== ENTRIES SUPPLIED

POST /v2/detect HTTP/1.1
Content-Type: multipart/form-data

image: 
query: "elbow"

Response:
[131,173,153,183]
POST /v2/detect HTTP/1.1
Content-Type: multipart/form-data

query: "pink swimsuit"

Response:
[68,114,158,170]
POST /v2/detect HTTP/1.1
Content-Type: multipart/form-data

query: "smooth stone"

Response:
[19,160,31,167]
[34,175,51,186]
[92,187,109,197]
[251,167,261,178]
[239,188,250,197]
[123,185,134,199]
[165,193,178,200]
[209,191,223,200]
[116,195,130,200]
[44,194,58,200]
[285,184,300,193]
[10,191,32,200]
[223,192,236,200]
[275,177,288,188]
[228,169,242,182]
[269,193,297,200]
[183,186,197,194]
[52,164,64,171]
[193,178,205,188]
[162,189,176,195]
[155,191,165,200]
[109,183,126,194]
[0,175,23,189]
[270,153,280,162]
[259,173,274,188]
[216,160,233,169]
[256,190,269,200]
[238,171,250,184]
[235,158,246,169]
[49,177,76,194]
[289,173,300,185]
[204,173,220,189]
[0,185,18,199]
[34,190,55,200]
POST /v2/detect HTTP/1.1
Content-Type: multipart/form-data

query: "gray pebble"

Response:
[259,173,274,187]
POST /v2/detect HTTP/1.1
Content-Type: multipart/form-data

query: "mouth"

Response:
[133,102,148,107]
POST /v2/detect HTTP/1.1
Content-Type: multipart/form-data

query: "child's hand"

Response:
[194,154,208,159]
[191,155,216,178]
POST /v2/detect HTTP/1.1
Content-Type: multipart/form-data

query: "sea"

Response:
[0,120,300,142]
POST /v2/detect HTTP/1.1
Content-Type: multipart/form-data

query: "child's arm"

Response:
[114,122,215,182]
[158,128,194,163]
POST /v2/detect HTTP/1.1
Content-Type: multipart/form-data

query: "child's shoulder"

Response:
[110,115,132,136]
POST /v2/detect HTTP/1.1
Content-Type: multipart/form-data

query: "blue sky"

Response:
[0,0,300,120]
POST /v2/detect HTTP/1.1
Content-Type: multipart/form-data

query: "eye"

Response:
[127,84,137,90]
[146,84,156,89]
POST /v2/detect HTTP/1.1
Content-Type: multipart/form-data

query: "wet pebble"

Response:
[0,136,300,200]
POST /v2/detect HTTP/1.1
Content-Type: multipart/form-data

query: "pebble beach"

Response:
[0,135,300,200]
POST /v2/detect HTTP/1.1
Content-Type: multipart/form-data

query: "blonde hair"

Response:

====

[SET EXERCISE] Quote every row above verbatim, from first to last.

[CORRECT OUTPUT]
POST /v2/detect HTTP/1.1
Content-Type: multipart/form-data

image: 
query: "elbow"

Response:
[131,173,153,183]
POST /v2/detect HTTP/1.1
Content-Type: multipart/form-data

query: "pink swimsuit"

Response:
[68,114,158,170]
POST /v2/detect HTTP/1.1
Content-Type: multipart/form-data

query: "smooth stone"

Response:
[19,160,31,167]
[34,175,51,186]
[92,187,109,197]
[251,167,261,178]
[239,188,250,197]
[123,185,134,199]
[165,193,178,200]
[209,191,223,200]
[116,195,130,200]
[44,194,58,200]
[285,184,300,193]
[10,191,32,200]
[223,192,236,200]
[275,177,288,188]
[228,169,242,182]
[269,193,297,200]
[183,186,197,194]
[52,164,64,171]
[193,178,205,188]
[162,189,176,195]
[155,191,165,200]
[109,183,126,194]
[0,175,23,189]
[270,153,280,162]
[259,173,274,188]
[216,160,233,169]
[256,190,269,200]
[238,171,250,184]
[235,158,246,169]
[49,177,76,194]
[289,173,300,185]
[204,173,220,189]
[0,185,18,199]
[34,190,55,200]
POST /v2/detect HTTP/1.1
Content-Type: multipart/form-data

query: "gray pebble"

Response:
[259,173,274,187]
POST /v2/detect HTTP/1.1
Content-Type: multipart/form-data

query: "mouth"

Response:
[133,102,148,107]
POST /v2/detect HTTP/1.1
Content-Type: multipart/form-data

query: "child's hand"

Response:
[194,154,208,159]
[191,155,216,178]
POST /v2/detect HTTP/1.1
Content-Type: multipart/form-data

query: "sea"

Response:
[0,120,300,142]
POST /v2/detect HTTP/1.1
Content-Type: multipart/form-data

query: "child's arm"

Response:
[114,122,215,182]
[158,128,194,163]
POST /v2/detect HTTP/1.1
Content-Type: multipart/form-data

query: "child's shoulder"

Response:
[110,115,132,136]
POST /v2/detect HTTP/1.1
Content-Type: multipart/form-data

query: "blue sky"

Response:
[0,0,300,120]
POST /v2/detect HTTP/1.1
Content-Type: multipart/form-data

query: "eye"

Response:
[127,84,137,90]
[146,84,156,89]
POST /v2/detect HTTP/1.1
Content-Type: multipart/form-data

query: "wet pebble"

Response:
[0,136,300,200]
POST /v2/detect HTTP/1.1
Content-Type: multipart/form-data

query: "pebble beach"

Response:
[0,135,300,200]
POST /v2/detect HTTP/1.1
Content-Type: multipart/form-data

query: "blonde hair"

Response:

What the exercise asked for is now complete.